RECORD SET:
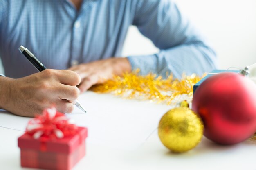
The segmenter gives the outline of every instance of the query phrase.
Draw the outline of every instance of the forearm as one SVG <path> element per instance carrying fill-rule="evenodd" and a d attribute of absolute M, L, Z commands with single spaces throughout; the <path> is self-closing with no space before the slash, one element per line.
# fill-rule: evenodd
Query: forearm
<path fill-rule="evenodd" d="M 6 109 L 7 103 L 9 99 L 8 94 L 11 90 L 9 83 L 12 80 L 0 76 L 0 109 Z"/>
<path fill-rule="evenodd" d="M 164 77 L 168 72 L 177 78 L 184 72 L 202 75 L 217 65 L 215 52 L 203 44 L 182 44 L 162 50 L 155 54 L 130 56 L 128 59 L 132 69 L 139 69 L 142 75 L 152 72 Z"/>

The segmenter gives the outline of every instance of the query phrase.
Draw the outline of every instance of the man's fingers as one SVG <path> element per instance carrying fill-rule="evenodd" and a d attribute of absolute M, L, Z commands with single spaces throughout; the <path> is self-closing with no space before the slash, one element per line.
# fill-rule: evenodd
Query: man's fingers
<path fill-rule="evenodd" d="M 80 90 L 80 94 L 83 93 L 93 85 L 97 83 L 98 79 L 98 76 L 96 75 L 91 75 L 84 78 L 78 86 L 78 88 Z"/>
<path fill-rule="evenodd" d="M 81 81 L 80 76 L 77 73 L 70 70 L 48 69 L 43 72 L 46 78 L 54 77 L 58 80 L 61 83 L 65 85 L 76 86 L 78 85 Z"/>
<path fill-rule="evenodd" d="M 80 94 L 79 89 L 76 87 L 64 85 L 61 85 L 55 91 L 58 92 L 59 98 L 70 101 L 76 99 Z"/>
<path fill-rule="evenodd" d="M 61 112 L 70 113 L 74 110 L 73 104 L 66 100 L 59 100 L 56 103 L 57 110 Z"/>

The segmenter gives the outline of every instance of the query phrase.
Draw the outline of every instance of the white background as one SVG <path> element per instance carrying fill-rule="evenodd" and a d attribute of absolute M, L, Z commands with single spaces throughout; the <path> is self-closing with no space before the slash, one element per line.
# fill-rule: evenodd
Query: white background
<path fill-rule="evenodd" d="M 256 0 L 176 0 L 180 9 L 206 35 L 219 58 L 219 67 L 256 63 Z M 151 41 L 131 26 L 123 55 L 157 52 Z M 0 68 L 1 67 L 0 67 Z M 1 72 L 0 68 L 0 72 Z"/>

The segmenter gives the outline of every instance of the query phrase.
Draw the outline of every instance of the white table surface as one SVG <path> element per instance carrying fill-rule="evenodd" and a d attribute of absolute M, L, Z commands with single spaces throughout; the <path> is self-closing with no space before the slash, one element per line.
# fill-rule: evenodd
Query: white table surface
<path fill-rule="evenodd" d="M 31 169 L 20 166 L 17 139 L 23 133 L 0 127 L 0 170 Z M 122 149 L 91 142 L 87 144 L 85 156 L 74 170 L 256 170 L 256 142 L 247 140 L 221 146 L 203 137 L 193 149 L 175 154 L 163 146 L 157 129 L 135 148 Z"/>

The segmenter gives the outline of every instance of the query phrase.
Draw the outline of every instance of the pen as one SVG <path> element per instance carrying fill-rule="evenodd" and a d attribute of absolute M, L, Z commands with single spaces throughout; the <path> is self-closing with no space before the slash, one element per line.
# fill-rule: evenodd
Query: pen
<path fill-rule="evenodd" d="M 22 54 L 23 54 L 25 57 L 30 61 L 32 64 L 40 72 L 41 72 L 45 70 L 46 69 L 46 68 L 37 59 L 35 56 L 28 50 L 27 48 L 25 48 L 22 46 L 20 46 L 19 50 Z M 75 100 L 73 103 L 75 103 L 75 105 L 79 108 L 81 110 L 84 112 L 86 113 L 86 111 L 83 109 L 83 106 L 81 105 L 81 103 L 78 101 L 78 100 Z"/>

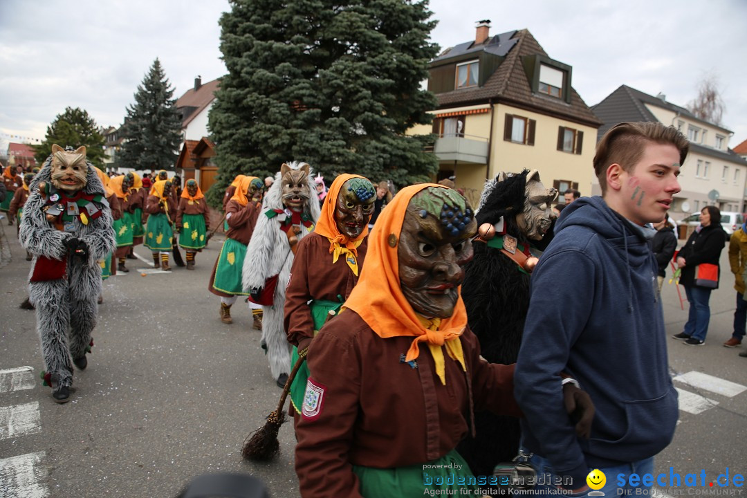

SHORT TASK: Report how many lines in the listing above contain the string "surface", giving only the number.

RESULT BELOW: 2